* START ITEMS *

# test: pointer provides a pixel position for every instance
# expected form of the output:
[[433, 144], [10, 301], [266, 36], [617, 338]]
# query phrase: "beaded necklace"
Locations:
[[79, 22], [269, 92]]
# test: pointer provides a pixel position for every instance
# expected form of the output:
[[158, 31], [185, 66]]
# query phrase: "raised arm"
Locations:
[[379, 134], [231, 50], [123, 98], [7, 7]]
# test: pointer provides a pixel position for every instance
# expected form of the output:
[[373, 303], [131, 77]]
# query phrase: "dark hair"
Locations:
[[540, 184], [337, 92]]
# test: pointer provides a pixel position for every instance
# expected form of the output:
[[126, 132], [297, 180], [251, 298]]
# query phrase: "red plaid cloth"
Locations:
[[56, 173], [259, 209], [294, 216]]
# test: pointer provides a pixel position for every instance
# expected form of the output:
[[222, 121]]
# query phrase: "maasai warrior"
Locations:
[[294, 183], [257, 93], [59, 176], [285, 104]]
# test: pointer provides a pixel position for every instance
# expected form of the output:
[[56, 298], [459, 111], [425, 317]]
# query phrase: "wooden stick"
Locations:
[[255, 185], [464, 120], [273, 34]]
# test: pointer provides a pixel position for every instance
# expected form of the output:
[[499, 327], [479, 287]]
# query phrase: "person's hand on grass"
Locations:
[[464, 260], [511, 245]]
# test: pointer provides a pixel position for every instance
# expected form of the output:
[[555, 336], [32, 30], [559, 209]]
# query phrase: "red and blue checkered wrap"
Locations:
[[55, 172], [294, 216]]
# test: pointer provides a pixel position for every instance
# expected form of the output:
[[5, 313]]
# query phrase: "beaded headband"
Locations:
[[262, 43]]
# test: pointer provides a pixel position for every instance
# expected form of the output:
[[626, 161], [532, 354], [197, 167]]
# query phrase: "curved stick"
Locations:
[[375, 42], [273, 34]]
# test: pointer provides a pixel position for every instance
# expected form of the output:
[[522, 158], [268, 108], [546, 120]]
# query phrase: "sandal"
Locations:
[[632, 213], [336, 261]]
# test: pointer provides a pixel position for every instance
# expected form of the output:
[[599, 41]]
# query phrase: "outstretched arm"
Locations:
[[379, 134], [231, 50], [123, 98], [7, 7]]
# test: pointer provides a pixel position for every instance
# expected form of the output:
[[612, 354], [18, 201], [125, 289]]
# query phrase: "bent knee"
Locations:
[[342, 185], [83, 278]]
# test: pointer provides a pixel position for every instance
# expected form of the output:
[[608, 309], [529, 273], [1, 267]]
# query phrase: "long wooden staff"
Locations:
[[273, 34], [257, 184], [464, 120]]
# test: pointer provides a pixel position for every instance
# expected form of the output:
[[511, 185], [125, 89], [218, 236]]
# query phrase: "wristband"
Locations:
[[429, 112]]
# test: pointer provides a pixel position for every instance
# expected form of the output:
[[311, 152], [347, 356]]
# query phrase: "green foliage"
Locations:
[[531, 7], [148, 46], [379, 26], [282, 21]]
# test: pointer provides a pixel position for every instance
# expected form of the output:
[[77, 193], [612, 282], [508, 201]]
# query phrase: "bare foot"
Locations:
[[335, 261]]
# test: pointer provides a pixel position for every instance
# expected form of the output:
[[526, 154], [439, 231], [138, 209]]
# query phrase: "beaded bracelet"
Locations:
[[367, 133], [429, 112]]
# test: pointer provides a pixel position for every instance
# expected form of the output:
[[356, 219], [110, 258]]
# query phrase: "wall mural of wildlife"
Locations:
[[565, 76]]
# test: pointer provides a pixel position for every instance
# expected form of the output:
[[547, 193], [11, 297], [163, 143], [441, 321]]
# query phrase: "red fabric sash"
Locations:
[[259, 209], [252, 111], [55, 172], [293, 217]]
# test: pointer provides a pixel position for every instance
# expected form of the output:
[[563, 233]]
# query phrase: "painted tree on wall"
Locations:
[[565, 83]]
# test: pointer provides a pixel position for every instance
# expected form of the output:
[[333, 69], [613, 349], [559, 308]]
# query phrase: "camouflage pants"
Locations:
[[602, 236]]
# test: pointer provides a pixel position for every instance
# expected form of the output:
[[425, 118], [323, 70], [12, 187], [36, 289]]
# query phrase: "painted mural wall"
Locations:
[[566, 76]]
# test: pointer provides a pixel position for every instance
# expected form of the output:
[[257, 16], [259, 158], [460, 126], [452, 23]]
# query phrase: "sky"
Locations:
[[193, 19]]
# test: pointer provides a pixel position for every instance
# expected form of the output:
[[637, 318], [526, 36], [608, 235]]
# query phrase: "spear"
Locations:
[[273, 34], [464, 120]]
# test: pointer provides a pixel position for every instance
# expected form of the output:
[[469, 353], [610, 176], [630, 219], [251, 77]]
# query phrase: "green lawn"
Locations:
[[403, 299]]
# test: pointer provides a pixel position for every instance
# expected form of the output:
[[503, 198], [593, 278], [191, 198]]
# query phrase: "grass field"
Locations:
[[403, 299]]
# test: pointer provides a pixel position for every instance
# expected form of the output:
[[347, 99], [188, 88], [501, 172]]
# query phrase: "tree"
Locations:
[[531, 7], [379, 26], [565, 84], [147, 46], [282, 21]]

* END ITEMS *

**BRIEF**. Put every line of the records above into a numbered list, leaving out any blank lines.

**WRITTEN SOLUTION**.
1. # test: pointer provides a pixel position for every instance
2. # expected form of the output:
3. [[433, 144], [10, 301], [266, 36], [617, 338]]
4. # query phrase: "beaded necklace"
5. Locations:
6. [[79, 22], [269, 92]]
7. # test: pointer provides a pixel position for every instance
8. # expected form of the output:
9. [[158, 31], [185, 66]]
10. # query phrase: "raised arm"
11. Locations:
12. [[379, 134], [231, 50], [123, 98], [7, 7]]
13. # test: pointer provides a pixel position for every instance
14. # expected form of the output:
15. [[373, 303], [131, 77]]
16. # query phrase: "dark hair"
17. Locations:
18. [[540, 184], [337, 92]]
19. # test: pointer provides a pixel position for every instance
20. # expected form of the output:
21. [[126, 132], [297, 180], [251, 298]]
22. # query phrase: "red plaid cloth"
23. Locations:
24. [[56, 173], [259, 209], [294, 216]]
25. # test: pointer provides a pixel position for every instance
26. # expected form of the output:
27. [[222, 121]]
28. # query phrase: "maasai warrior"
29. Locations:
30. [[294, 183], [257, 93], [59, 176], [285, 104]]
31. # test: pointer provides a pixel position for every instance
32. # expected form of the output:
33. [[56, 298], [459, 111], [425, 317]]
34. # query phrase: "wooden stick"
35. Locations:
36. [[255, 185], [464, 120], [273, 34]]
37. # test: pointer provides a pixel position for every instance
38. # expected form of the output:
39. [[499, 327], [479, 287]]
40. # query phrase: "person's hand on grass"
41. Locations:
42. [[464, 260], [511, 245]]
43. # test: pointer provides a pixel position for every instance
44. # expected form of the output:
45. [[555, 336], [32, 30], [559, 209]]
46. # query phrase: "red and blue checkered wrap"
47. Locations:
48. [[55, 172], [294, 216]]
49. # test: pointer provides a pixel position for every instance
50. # expected form of the output:
51. [[5, 313]]
52. # query phrase: "beaded headband"
53. Locations:
54. [[262, 43]]
55. # test: pointer provides a pixel position for every instance
56. # expected form of the output:
57. [[626, 161], [532, 354], [197, 167]]
58. # query phrase: "curved stick"
59. Locations:
60. [[375, 42], [273, 34]]
61. # test: pointer provides a pixel position for every instance
62. # expected form of the output:
63. [[522, 158], [268, 108], [546, 120]]
64. # query phrase: "sandal"
65. Locations:
66. [[632, 213], [336, 261]]
67. # test: pointer provides a pixel position for every instance
68. # expected form of the output:
69. [[599, 41]]
70. # query phrase: "outstretched arm"
71. Locations:
72. [[379, 134], [231, 50], [123, 98], [7, 7]]
73. # test: pointer provides a pixel position for every instance
74. # expected form of the output:
75. [[612, 354], [18, 201], [125, 289]]
76. # query phrase: "bent knee"
77. Locations:
78. [[342, 185], [83, 278]]
79. # test: pointer provides a pixel position for every instance
80. # expected form of the output:
81. [[608, 309], [529, 273], [1, 267]]
82. # query phrase: "long wooden staff"
83. Locations:
84. [[273, 34], [257, 184], [464, 120]]
85. # test: pointer provides a pixel position for every instance
86. # expected form of the output:
87. [[511, 185], [125, 89], [218, 236]]
88. # query phrase: "wristband"
89. Locations:
90. [[429, 112]]
91. # test: pointer provides a pixel position for every instance
92. # expected form of the output:
93. [[311, 152], [347, 356]]
94. # query phrase: "green foliage"
95. Locations:
96. [[531, 7], [148, 46], [379, 26], [282, 21]]
97. # test: pointer provides a pixel position for every instance
98. # expected form of the output:
99. [[77, 193], [612, 282], [508, 201]]
100. # query phrase: "bare foot"
101. Locations:
102. [[335, 261]]
103. # test: pointer provides a pixel position for every instance
104. # expected form of the output:
105. [[526, 154], [439, 231], [138, 209]]
106. # query phrase: "beaded bracelet"
107. Locations:
108. [[367, 133], [429, 112]]
109. # test: pointer provides a pixel position for every instance
110. # expected form of the output:
111. [[356, 219], [110, 258]]
112. # query phrase: "wall mural of wildlife"
113. Locations:
114. [[565, 76]]
115. # test: pointer provides a pixel position for every instance
116. # expected form of the output:
117. [[547, 193], [11, 297], [163, 143], [441, 321]]
118. # query phrase: "red fabric sash"
119. Locations:
120. [[259, 209], [252, 111], [55, 172], [293, 217]]
121. # test: pointer provides a pixel position for every instance
122. # expected form of the output:
123. [[563, 233]]
124. # query phrase: "painted tree on wall"
125. Locations:
126. [[565, 83]]
127. # test: pointer provides a pixel position for every instance
128. # expected form of the output:
129. [[333, 69], [613, 349], [559, 308]]
130. # query phrase: "camouflage pants"
131. Locations:
132. [[602, 236]]
133. # test: pointer provides a pixel position for every instance
134. # expected form of the output:
135. [[425, 118], [323, 70], [12, 187], [36, 289]]
136. # query phrase: "painted mural wall"
137. Locations:
138. [[566, 76]]
139. # test: pointer provides a pixel position for every instance
140. # expected form of the output:
141. [[257, 16], [259, 158], [460, 126], [452, 23]]
142. # query phrase: "sky"
143. Locations:
144. [[193, 19]]
145. # test: pointer provides a pixel position for every instance
146. # expected form of the output:
147. [[637, 318], [526, 36], [608, 235]]
148. # query phrase: "spear"
149. Locations:
150. [[273, 34], [464, 120]]
151. # test: pointer provides a pixel position for every instance
152. # expected form of the output:
153. [[469, 353], [610, 176], [630, 219], [251, 77]]
154. # query phrase: "green lawn"
155. Locations:
156. [[403, 299]]
157. # test: pointer provides a pixel position for every instance
158. # expected form of the output:
159. [[503, 198], [593, 278], [191, 198]]
160. # query phrase: "grass field"
161. Locations:
162. [[403, 299]]
163. # test: pointer provides a pixel position for every instance
164. # expected form of the output:
165. [[347, 99], [188, 88], [501, 172]]
166. # query phrase: "tree"
167. Locations:
168. [[531, 7], [379, 26], [565, 84], [147, 46], [282, 21]]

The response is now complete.